TASK DIRECTIONS: Leave out the pictures and copy everything else below exactly.

LISTED RECORDS:

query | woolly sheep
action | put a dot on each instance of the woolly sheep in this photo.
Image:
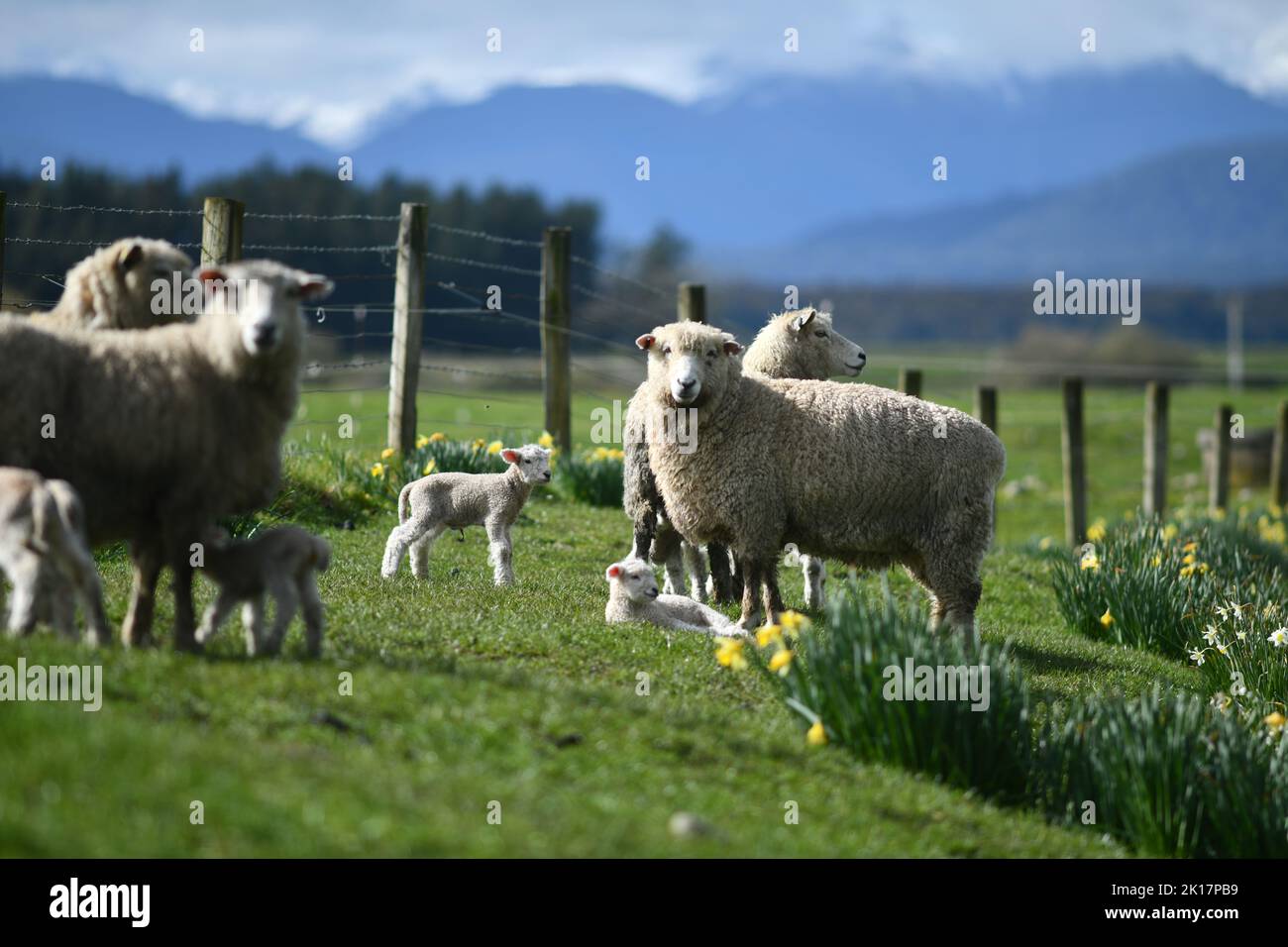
(282, 562)
(632, 595)
(46, 554)
(162, 432)
(844, 471)
(442, 501)
(114, 287)
(798, 344)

IN RESPONSE:
query | woolly sheep
action | put a dot on each instance of the woolly sheep in this photo.
Image:
(282, 562)
(632, 595)
(46, 554)
(162, 432)
(844, 471)
(442, 501)
(114, 287)
(798, 344)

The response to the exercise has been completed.